▶ [EXTRACT]:
The Seven Types of Countryfolk

The world's rurality today is an ambiance in which 2.5 billion people are occupied in seven categories of activity :

1. About 55% of the villagers and other countryfolk are subsistence farmers and fishermen who could not improve their condition without government subsidies and grants. They cannot eat, clothe and house themselves on their incomes of $100 per year or less; nor can they provide, through themselves or their toparchies, health services, population controls, vocational education, or most other conditions for kalocracy.2 Only 1%, or about 4,000,000 of the Indian population constitute the bourgeoisie of agriculture.3 Full-time farmers of Japan, by and large, have minimal means of livelihood. They can manage to exist solely on their products, if they decide to lower their living standard.4

2. High efficiency producers using rationalized techniques for secondary and world markets. No more than 1% of the rural population (or about 25,000,000 workers) fall into this category. The Woytinskys, using a definition of "producers for the market," estimated that around 1950 one out of five farmers was engaged in more than subsistence agriculture.5 Translated into our terms, this would give about 40 million commercial farmers, but by "high efficiency producers" is meant farmers who use more machines and skilled labor.

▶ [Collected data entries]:
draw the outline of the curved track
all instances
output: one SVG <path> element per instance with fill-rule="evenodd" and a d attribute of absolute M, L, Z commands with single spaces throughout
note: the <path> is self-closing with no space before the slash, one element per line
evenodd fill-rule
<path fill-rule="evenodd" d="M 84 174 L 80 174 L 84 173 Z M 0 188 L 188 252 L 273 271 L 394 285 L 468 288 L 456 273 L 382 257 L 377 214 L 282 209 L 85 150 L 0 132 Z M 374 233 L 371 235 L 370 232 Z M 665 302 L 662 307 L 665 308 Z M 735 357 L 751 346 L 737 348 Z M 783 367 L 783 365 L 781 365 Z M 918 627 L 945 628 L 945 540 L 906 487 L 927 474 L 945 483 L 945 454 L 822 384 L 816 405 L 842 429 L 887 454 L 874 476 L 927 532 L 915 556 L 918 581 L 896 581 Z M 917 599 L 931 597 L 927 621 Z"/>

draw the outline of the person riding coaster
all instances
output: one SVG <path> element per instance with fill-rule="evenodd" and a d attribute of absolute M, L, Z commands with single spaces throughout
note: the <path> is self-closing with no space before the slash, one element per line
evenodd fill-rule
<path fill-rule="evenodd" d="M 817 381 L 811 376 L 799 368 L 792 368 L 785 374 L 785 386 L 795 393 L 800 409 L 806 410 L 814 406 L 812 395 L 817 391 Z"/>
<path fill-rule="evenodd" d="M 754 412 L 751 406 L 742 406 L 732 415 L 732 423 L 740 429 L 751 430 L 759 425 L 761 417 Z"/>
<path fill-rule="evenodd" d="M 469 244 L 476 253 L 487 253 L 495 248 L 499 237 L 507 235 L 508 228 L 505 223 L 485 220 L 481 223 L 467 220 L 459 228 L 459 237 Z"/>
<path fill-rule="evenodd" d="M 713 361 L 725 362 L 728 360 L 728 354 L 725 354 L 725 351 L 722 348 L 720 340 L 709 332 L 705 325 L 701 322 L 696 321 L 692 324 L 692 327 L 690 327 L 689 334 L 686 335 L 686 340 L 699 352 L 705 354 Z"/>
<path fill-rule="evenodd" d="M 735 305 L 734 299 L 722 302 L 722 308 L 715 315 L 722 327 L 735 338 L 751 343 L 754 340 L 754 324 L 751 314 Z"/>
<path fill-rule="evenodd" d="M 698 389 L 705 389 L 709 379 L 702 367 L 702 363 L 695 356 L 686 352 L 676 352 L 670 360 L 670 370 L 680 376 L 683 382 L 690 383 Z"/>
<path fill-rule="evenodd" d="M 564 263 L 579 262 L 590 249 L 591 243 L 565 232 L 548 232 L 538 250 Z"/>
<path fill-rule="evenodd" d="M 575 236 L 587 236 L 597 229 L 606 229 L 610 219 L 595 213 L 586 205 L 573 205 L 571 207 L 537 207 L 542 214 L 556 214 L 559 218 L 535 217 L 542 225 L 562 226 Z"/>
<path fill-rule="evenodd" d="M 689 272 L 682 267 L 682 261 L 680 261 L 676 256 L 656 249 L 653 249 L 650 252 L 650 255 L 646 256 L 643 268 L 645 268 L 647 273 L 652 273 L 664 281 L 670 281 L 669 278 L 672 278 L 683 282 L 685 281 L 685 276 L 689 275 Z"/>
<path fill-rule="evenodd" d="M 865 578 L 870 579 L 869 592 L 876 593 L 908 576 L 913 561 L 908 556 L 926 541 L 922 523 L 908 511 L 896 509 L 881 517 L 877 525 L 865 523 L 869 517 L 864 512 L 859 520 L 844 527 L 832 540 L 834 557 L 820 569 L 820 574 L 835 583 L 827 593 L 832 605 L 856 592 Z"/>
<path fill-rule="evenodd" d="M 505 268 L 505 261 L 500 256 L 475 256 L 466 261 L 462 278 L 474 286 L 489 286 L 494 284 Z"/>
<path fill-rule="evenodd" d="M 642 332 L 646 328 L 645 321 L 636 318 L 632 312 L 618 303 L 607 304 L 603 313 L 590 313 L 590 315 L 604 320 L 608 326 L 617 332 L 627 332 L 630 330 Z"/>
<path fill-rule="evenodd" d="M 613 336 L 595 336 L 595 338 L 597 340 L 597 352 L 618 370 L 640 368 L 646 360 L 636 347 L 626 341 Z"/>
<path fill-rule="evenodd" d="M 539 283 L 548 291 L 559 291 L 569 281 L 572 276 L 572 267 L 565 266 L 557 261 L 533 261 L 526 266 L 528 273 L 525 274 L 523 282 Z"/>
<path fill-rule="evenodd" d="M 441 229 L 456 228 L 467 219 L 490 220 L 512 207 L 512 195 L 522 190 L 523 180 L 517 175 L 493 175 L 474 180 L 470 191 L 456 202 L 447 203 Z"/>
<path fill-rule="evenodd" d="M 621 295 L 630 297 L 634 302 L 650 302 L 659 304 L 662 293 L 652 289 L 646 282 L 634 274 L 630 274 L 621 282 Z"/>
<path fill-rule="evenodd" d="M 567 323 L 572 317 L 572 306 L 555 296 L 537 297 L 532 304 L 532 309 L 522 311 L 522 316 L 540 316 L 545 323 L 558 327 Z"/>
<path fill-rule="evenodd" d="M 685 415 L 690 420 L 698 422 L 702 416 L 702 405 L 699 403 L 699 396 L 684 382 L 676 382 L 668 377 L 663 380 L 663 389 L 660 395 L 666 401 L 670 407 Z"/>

▶ [TO-DO LIST]:
• 1. List every figure the extract on countryfolk gives as a count of people.
• 2. Reproduce the extract on countryfolk from "2. High efficiency" up to and including "and skilled labor.".

▶ [FINAL RESULTS]:
• 1.
- 2.5 billion people
- about 4,000,000
- about 25,000,000 workers
- about 40 million commercial farmers

• 2.
2. High efficiency producers using rationalized techniques for secondary and world markets. No more than 1% of the rural population (or about 25,000,000 workers) fall into this category. The Woytinskys, using a definition of "producers for the market," estimated that around 1950 one out of five farmers was engaged in more than subsistence agriculture.5 Translated into our terms, this would give about 40 million commercial farmers, but by "high efficiency producers" is meant farmers who use more machines and skilled labor.